[Start of EXTRACT PROVIDED]
# 2011 Brides, how are you doing? :)



## Tiff

Once upon a time we used to post in here like mad! :blush: Now that our weddings are done (for the most part, still have a few 2011 brides left :happydance: ) how is everyone doing?

How's married life? The same as engaged life? How did all your weddings go? Off without a hitch? Funny stories? Would love to hear them. :cloud9:

I miss you ladies! :hugs: :hugs: :hugs:


----------



## Chai_w

aw Tiff I love this idea!
Engaged life is still the same, though this week is going to be very interesting as it is our last week of school for this semester, and it is also only 6 days till the wedding! got my wedding license in hand today:happydance: Can't wait till it is here, still worried about people clashing, and family tantrums from some people:haha: heres to hoping that everything goes well for everyone still waiting for their day! lots of wedding luck dust to everyone!
[End of EXTRACT PROVIDED]
**DIRECTIONS**
**A.** Please copy out the 2011 brides thread word for word, from "Engaged life is" up to and including "dust to everyone!".
**B.** In the 2011 brides thread, how many days does Chai_w say are left until the wedding?
The items come from a separate source.
[Start of ROWS]
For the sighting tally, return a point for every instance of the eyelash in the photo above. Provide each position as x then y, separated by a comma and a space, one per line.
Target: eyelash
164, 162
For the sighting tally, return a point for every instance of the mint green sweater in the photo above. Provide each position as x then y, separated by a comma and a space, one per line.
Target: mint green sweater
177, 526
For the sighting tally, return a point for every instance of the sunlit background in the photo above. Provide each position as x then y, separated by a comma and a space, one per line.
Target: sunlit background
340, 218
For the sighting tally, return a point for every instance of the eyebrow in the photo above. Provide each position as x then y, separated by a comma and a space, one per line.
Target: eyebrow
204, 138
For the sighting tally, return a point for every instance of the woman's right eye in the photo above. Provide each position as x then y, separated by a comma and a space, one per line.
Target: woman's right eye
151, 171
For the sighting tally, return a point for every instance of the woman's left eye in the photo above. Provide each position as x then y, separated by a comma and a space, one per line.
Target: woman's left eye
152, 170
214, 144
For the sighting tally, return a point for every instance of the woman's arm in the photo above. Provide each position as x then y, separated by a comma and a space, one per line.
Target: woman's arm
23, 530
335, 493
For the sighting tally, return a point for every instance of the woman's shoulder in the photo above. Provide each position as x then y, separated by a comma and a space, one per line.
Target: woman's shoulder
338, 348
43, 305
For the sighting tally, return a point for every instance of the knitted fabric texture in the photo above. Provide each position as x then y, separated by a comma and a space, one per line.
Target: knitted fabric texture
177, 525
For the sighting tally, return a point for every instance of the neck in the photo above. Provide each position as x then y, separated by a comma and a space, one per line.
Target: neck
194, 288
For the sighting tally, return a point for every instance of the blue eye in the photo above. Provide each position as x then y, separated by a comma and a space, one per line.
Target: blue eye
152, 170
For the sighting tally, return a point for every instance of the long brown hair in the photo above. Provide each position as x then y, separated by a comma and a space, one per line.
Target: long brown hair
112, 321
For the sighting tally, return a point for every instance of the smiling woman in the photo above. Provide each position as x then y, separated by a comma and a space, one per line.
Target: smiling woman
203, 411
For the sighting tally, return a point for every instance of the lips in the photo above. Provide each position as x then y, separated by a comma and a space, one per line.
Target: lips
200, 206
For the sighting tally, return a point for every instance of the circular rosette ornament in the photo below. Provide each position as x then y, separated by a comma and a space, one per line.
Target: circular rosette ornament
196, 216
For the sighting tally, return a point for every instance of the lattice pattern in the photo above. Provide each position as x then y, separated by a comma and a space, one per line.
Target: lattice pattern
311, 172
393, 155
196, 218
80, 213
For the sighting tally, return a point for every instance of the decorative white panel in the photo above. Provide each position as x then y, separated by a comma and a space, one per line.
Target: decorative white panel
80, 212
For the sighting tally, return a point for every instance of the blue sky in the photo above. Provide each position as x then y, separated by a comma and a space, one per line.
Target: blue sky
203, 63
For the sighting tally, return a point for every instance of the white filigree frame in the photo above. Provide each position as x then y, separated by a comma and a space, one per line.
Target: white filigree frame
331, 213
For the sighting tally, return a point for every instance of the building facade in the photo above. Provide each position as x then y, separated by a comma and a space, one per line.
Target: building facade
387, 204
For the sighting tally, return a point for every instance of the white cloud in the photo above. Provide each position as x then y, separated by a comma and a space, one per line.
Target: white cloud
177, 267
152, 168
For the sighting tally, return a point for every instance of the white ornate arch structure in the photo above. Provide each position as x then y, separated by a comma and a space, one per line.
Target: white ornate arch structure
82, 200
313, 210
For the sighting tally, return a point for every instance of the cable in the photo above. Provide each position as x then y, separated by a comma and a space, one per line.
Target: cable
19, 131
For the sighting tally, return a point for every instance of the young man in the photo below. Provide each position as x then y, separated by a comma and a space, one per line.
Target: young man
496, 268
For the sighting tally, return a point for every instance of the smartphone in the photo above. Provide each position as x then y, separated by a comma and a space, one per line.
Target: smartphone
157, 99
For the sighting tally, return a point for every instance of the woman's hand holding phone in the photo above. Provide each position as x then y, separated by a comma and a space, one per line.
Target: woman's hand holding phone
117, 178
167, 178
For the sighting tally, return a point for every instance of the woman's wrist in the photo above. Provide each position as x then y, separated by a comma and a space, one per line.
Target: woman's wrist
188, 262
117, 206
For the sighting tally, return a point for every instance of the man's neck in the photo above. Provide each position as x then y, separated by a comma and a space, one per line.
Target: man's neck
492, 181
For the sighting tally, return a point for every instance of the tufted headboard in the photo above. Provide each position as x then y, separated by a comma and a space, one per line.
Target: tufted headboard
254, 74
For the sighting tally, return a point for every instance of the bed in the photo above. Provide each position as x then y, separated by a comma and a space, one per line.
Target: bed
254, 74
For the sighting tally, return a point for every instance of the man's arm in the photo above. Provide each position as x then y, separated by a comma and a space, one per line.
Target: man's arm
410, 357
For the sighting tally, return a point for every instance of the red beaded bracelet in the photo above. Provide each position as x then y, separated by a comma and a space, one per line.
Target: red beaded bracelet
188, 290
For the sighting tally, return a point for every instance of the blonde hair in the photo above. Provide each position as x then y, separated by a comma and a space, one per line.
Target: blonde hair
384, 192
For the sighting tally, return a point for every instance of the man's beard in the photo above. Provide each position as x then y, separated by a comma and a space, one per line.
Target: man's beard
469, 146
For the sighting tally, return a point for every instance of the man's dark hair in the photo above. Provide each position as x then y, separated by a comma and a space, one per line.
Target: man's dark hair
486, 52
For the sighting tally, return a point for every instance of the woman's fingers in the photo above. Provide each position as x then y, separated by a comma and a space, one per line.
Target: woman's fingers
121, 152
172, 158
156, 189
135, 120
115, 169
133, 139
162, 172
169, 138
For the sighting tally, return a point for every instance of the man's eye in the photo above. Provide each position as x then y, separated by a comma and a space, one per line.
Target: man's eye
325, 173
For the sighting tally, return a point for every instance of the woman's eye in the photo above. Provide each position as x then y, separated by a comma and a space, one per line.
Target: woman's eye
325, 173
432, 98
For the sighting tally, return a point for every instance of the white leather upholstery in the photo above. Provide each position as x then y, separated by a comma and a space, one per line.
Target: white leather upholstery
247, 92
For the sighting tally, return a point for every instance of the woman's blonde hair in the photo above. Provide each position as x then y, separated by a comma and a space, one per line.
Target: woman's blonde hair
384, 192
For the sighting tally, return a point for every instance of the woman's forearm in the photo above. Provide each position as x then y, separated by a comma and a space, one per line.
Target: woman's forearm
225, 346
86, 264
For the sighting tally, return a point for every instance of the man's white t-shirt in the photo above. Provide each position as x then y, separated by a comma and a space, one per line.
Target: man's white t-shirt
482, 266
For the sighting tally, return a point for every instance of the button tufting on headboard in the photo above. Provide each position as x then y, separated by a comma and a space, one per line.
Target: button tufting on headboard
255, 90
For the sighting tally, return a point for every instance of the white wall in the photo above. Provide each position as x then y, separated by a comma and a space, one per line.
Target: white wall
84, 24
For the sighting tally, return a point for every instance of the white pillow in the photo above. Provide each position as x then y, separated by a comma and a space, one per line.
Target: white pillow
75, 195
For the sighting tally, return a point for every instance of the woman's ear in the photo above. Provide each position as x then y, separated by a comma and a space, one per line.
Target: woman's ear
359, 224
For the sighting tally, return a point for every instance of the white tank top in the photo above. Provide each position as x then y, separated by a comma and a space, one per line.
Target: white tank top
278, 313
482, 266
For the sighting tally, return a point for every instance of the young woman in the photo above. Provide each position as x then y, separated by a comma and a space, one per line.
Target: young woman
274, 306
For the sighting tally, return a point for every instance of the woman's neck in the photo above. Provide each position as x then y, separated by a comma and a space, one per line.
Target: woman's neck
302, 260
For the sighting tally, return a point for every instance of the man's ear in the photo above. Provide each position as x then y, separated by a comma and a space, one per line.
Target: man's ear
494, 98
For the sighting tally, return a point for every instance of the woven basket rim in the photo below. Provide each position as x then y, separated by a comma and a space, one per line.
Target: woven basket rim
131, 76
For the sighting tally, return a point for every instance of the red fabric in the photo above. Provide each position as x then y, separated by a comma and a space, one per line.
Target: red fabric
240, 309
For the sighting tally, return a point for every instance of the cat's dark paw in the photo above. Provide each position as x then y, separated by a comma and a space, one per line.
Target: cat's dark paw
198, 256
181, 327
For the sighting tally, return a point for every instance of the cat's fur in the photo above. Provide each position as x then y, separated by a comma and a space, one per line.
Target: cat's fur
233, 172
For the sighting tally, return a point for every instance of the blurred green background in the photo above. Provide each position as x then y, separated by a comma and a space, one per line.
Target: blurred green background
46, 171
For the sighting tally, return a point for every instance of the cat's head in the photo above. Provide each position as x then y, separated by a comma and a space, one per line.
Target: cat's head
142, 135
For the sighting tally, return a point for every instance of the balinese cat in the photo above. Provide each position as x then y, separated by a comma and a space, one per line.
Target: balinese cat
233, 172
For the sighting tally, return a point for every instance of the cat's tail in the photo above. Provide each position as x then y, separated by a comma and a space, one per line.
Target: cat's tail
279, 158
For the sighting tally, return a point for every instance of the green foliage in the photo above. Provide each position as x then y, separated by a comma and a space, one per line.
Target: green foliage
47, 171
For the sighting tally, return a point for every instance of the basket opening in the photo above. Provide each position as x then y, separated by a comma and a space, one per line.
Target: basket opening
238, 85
[End of ROWS]
**TASK RESPONSES**
**A.**
Engaged life is still the same, though this week is going to be very interesting as it is our last week of school for this semester, and it is also only 6 days till the wedding! got my wedding license in hand today:happydance: Can't wait till it is here, still worried about people clashing, and family tantrums from some people:haha: heres to hoping that everything goes well for everyone still waiting for their day! lots of wedding luck dust to everyone!

**B.** 6 days.